** DATA RECORDS **
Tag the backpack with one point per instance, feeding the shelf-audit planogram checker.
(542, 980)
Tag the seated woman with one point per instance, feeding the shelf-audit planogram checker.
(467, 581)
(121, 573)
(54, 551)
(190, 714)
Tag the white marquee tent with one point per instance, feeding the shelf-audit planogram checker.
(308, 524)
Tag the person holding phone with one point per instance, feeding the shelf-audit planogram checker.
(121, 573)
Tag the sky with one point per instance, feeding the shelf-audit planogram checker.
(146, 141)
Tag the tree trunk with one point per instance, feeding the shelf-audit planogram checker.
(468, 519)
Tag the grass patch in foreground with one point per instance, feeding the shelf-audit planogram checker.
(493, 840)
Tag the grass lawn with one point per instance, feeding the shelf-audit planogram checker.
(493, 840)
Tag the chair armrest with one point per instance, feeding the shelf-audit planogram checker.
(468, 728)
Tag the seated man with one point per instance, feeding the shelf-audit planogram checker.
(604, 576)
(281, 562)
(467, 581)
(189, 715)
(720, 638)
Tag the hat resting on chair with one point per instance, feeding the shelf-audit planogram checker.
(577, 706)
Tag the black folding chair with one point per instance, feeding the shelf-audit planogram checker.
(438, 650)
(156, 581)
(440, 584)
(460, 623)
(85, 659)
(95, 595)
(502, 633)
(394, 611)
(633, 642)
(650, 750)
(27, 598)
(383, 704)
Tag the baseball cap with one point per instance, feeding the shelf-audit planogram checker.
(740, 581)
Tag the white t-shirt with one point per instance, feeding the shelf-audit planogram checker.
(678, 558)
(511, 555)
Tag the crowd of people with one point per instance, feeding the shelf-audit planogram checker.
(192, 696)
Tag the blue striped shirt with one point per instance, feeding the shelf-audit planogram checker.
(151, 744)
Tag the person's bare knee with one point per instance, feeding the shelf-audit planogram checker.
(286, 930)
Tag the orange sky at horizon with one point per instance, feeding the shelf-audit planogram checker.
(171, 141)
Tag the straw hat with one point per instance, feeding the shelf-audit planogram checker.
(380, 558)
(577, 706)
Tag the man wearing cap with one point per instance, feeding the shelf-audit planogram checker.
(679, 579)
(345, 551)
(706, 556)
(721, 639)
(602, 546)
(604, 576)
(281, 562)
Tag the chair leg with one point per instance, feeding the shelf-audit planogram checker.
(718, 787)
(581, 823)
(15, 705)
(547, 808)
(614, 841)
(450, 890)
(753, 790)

** GOAL **
Every record above must be duplicated exactly.

** TASK ANSWER **
Tag the backpack with one point per instance, feeding the shelf-audit planogram checker.
(542, 980)
Tag the seated woman with one point per instance, feeding the shelf-audit planogram checker.
(467, 581)
(121, 573)
(54, 551)
(190, 714)
Tag the white marquee tent with one point per instance, feeding the shelf-audit planogram checker.
(308, 524)
Tag the person holding phone with one point per instance, feeding the shelf-audit planogram checker.
(121, 573)
Tag the sky with one point per instance, feeding the shelf-audit planogram checker.
(146, 141)
Tag the tree trunk with one point per instance, feeding the shelf-audit planogram checker.
(468, 519)
Tag the grass patch in foreground with one point per instance, feeding the shelf-audit planogram checker.
(493, 840)
Tag the grass lawn with one point per instance, feeding the shelf-audit planogram checker.
(493, 840)
Tag the chair armrest with one point per instance, feeding the shelf-audit planogram checker.
(468, 728)
Tag the seated man with one point per instance, feeding the shelf-audit planogram checker.
(604, 576)
(281, 562)
(467, 581)
(189, 715)
(720, 638)
Tag the hat resting on chair with one point per instance, feeding the shelf-audit planogram checker.
(577, 706)
Tag the black folding chair with one point per instance, feeding the shelf-audit planogram checker.
(438, 650)
(156, 581)
(440, 584)
(460, 623)
(85, 659)
(95, 595)
(502, 633)
(394, 611)
(633, 642)
(650, 750)
(27, 598)
(383, 704)
Tag the baseball cap with one point per instance, feeding the shelf-audit planogram checker.
(740, 581)
Tag the white t-shirt with one point per instance, feeding the shelf-audit planogram checker.
(678, 558)
(511, 555)
Tag the crowd of people with one point per instance, feeding the shelf-audit planogram checker.
(192, 696)
Tag the blue striped shirt with one point per instance, feeding the shelf-audit planogram checker.
(151, 744)
Tag the person's bare knee with one point per instance, feeding the shelf-audit planogram checker.
(286, 930)
Tag the orange sky at horizon with one point per instance, feeding the shelf-audit planogram checker.
(171, 141)
Tag the straw hat with one point per instance, feeding the shelf-audit planogram checker.
(380, 558)
(577, 706)
Tag the man wearing cap with one point per instance, feeding the shelf-audit planogram checker.
(679, 579)
(345, 551)
(706, 556)
(721, 639)
(602, 546)
(604, 576)
(281, 562)
Tag the chair leg with one point per instance, feeding the shelf-audit planogram checker.
(718, 787)
(581, 823)
(15, 705)
(547, 808)
(614, 841)
(450, 890)
(753, 790)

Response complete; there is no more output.